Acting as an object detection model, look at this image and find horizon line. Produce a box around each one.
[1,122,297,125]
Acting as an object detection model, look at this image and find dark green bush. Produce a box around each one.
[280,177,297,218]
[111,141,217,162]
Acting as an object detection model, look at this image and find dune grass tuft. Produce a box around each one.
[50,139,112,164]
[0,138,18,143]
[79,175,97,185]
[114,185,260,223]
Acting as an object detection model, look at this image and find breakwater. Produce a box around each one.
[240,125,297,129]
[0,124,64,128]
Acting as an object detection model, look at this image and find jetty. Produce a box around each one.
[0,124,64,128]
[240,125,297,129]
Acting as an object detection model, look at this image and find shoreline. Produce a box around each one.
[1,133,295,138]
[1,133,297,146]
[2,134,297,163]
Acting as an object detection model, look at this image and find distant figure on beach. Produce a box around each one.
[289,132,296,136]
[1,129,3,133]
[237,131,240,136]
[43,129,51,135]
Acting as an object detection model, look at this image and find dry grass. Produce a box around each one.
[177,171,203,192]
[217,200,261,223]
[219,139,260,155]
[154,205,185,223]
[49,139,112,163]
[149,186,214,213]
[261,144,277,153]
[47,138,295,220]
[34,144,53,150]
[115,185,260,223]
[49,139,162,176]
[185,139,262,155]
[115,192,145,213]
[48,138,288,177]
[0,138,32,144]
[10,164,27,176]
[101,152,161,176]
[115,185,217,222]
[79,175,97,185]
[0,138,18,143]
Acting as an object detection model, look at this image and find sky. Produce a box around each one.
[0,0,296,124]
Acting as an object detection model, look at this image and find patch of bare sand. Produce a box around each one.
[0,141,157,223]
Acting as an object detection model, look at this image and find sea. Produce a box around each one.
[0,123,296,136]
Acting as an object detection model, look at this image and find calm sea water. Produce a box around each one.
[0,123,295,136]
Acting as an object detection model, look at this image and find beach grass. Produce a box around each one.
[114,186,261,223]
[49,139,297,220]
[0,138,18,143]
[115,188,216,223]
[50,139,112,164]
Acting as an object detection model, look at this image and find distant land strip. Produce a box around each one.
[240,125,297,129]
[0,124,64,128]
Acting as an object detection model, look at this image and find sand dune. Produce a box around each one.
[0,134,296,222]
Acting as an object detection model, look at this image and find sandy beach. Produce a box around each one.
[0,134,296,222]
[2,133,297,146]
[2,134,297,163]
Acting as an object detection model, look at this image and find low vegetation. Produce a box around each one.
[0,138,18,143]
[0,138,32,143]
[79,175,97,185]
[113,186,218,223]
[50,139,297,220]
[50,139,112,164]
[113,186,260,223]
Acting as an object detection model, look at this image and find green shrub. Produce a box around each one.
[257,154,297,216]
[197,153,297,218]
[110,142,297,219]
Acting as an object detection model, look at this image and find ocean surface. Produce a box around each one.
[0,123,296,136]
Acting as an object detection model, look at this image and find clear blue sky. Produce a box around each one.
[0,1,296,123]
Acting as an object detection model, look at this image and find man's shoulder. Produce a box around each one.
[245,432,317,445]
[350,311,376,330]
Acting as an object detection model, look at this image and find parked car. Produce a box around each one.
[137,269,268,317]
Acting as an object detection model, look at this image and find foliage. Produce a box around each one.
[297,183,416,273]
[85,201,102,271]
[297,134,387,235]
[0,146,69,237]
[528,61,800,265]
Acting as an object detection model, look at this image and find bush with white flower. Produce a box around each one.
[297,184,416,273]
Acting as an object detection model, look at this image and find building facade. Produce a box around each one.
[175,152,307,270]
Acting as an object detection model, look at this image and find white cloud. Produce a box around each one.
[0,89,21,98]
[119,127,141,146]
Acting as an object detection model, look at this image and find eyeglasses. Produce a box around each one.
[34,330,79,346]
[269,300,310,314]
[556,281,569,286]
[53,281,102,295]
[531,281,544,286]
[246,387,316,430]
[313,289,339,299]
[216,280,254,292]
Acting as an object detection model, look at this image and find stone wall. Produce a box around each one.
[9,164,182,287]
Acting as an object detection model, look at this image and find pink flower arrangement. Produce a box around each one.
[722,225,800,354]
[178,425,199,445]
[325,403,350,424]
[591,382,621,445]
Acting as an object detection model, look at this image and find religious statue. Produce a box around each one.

========

• _TASK STATEMENT_: Every line of the material above should be transcribed as it stands.

• _ANSWER BOX_:
Acting as an object detection model, look at this image and find horizon line. Produce a box around each one.
[1,122,297,125]
Acting as an object detection model, look at this image and find dark green bush. Produce a box around each one.
[280,177,297,218]
[111,141,217,162]
Acting as an object detection model, look at this image and find dune grass tuft. Produce a box around each one.
[50,139,112,164]
[0,138,18,143]
[79,175,97,185]
[114,185,260,223]
Acting as an object detection model, look at this image and find breakwater. Produce a box around each one.
[240,125,297,129]
[0,124,64,128]
Acting as an object detection model, look at this image and find jetty. Produce a box around each one.
[0,124,64,128]
[240,125,297,129]
Acting as an object detection model, look at this image and find shoreline. Produce a box around each one.
[1,133,295,138]
[1,133,297,146]
[2,134,297,163]
Acting as an object detection model, look at this image and find distant figure on beach. Produce a box around each one.
[289,132,296,136]
[1,129,3,133]
[237,131,240,136]
[43,129,51,135]
Acting as an object detection model, look at this image and find dry grass. Produce a box around each one.
[177,171,203,192]
[217,200,261,223]
[219,139,260,155]
[154,205,185,223]
[49,139,112,163]
[149,186,214,213]
[261,144,277,153]
[47,138,295,220]
[34,144,53,150]
[115,185,260,223]
[49,139,162,176]
[185,139,262,155]
[115,192,145,213]
[48,138,288,177]
[0,138,32,144]
[10,164,27,176]
[101,152,161,176]
[115,185,217,222]
[79,175,97,185]
[0,138,18,143]
Acting as an object detection model, look at this image and find sky. Produce a box around each one.
[0,0,296,124]
Acting as an object detection model, look at this image and find patch of bare sand. Produce a box around each one.
[0,141,157,223]
Acting as an object detection model, look at this image and find sea. Produce a box around each one.
[0,123,296,136]
Acting as an object detection model, look at this image and find calm sea water. Produce a box around each one.
[0,123,295,136]
Acting as an object detection model, look at this image and find beach grass. Produce a box around each one.
[114,186,261,223]
[49,139,297,220]
[0,138,18,143]
[115,188,216,223]
[50,139,112,164]
Acting as an object detection model, look at this image and find distant land strip. Produce a box around each one.
[240,125,297,129]
[0,124,64,128]
Acting as an object detection model, look at this image and find sand dune. Produce a box around each one.
[0,134,296,222]
Acting as an object detection model, look at this image and find sandy beach. Produce a box around each one.
[0,134,296,222]
[2,133,297,146]
[2,134,297,163]
Acting as an object detection model, look at this image and find low vegetation. Produce a box around each one.
[0,138,18,143]
[0,138,32,143]
[79,175,97,185]
[113,186,218,223]
[50,139,297,220]
[50,139,112,164]
[113,186,260,223]
Acting as an object detection model, look at this image and find green shrub. Produce a box around each one.
[257,154,297,216]
[197,153,297,218]
[110,142,297,219]
Acting as an object detection model, look at this image and find ocean surface. Produce a box around each one.
[0,123,296,136]
Acting as an object detection model, look at this image and find clear blue sky. Produce a box around each one.
[0,1,296,123]
Acting as an object detection model, look at this image and find man's shoulder. Produce a box around each one.
[245,432,317,445]
[350,311,376,330]
Acting as an object detection model, look at this image and find parked car. Produce a box around each one.
[137,269,268,317]
Acting as an object detection model, look at this image and find foliage. Produce a box around each one.
[297,183,416,273]
[85,201,102,271]
[297,134,387,235]
[0,146,69,237]
[528,61,800,265]
Acting as an object detection model, look at this image and find bush with white flower. Produce a box around each one.
[297,184,416,273]
Acting as an object detection model, look at this image and find building facade. Produce a box around each one.
[175,152,307,270]
Acting as an object detection model, look at this image and find white cloud. Produce a box around each one.
[0,89,21,98]
[119,127,141,146]
Acting as an object detection model, look at this image and find eyeglasses. Produce a box around each one.
[34,330,79,346]
[269,300,310,314]
[556,281,569,286]
[53,281,102,295]
[531,281,544,286]
[246,387,316,430]
[313,289,339,299]
[216,280,254,292]
Acting as an object detection model, look at this image and find stone wall. Produce a box around each one.
[9,164,182,287]
Acting as an object detection model, look at this image and find pink flower arrangement. Produce a box around each one.
[722,225,800,354]
[178,425,199,445]
[325,403,350,424]
[591,382,621,445]
Acting as an object detection model, look at this image and find religious statue. Produce a box around each one.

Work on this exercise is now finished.